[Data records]
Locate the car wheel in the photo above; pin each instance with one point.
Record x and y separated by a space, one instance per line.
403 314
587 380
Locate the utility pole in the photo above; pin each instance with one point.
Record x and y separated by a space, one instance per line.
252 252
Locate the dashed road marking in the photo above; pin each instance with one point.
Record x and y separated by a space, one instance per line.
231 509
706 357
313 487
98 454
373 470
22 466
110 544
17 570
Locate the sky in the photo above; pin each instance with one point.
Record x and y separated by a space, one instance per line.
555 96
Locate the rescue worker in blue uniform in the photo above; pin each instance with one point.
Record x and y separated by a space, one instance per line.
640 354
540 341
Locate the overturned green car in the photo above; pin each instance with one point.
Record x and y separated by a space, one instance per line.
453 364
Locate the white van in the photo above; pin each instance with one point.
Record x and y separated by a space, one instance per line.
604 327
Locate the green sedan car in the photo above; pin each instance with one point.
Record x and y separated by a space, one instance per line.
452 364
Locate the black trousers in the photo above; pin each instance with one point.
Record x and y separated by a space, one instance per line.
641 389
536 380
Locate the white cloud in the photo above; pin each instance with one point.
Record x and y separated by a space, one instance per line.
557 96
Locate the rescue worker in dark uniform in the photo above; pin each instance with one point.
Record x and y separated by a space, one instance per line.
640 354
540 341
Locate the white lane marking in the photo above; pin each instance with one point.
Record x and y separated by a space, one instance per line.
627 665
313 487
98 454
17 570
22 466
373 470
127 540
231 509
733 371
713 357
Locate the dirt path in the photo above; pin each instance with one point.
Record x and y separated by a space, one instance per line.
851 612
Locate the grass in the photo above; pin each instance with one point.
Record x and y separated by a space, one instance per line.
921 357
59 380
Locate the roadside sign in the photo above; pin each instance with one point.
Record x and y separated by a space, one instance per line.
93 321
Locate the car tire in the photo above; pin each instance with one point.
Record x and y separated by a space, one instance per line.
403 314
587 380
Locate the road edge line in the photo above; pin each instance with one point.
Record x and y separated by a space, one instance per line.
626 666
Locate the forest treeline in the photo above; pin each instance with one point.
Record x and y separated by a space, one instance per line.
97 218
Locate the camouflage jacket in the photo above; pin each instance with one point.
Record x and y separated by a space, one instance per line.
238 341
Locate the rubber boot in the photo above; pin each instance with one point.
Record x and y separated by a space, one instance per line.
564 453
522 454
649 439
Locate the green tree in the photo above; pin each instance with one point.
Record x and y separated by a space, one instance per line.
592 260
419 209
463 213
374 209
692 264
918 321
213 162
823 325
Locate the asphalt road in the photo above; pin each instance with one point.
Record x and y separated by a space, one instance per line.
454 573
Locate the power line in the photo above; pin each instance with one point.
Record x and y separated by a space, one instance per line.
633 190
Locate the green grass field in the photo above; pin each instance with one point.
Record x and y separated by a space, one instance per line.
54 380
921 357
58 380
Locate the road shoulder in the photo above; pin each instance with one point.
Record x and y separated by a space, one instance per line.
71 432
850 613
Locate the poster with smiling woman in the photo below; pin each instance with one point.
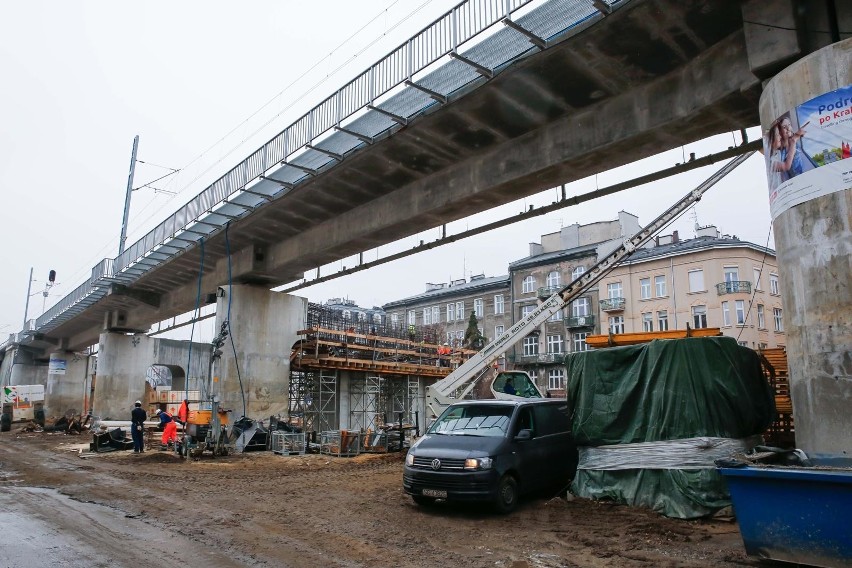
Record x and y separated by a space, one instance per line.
807 150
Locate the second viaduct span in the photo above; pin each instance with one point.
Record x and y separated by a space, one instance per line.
496 100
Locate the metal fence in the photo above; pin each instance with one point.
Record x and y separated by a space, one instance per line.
369 102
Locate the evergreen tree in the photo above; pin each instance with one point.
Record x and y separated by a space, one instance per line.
473 338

• REQUIRED WORK
Lay out the lines from the one containing "Locate the green grass" through the end of the data records as a Markdown table with the columns Row and Line, numbering each row. Skip blank lines and leave the pictures out.

• ANSWER FOR THIS EXERCISE
| Row | Line |
|---|---|
| 1 | Locate the green grass field in the photo above; pin each instance with one point. |
| 2 | Record x and y separated by a space, one instance per line. |
| 3 | 54 380 |
| 4 | 921 357 |
| 5 | 58 380 |
| 6 | Locate the road shoulder in the photo above; pin each instance with one point. |
| 7 | Record x and y separated by a space, one instance per line. |
| 8 | 71 432 |
| 9 | 850 613 |
| 10 | Locate the poster with smiling woman in the photo below; pin each instance with one point. |
| 11 | Record x and y separated by a space, one instance per line. |
| 12 | 807 150 |
| 13 | Locate the second viaduct span in the photo above; pin each instance with one point. |
| 14 | Record x and y separated by a space, one instance per line. |
| 15 | 496 100 |
| 16 | Locate the metal fence in the photo above; pin each instance with one point. |
| 17 | Record x and y separated by a space, one instance per line. |
| 18 | 369 102 |
| 19 | Locate the evergreen tree in the photo above; pin each instance with one point. |
| 20 | Record x and y separated by a space, one instance per line. |
| 21 | 473 338 |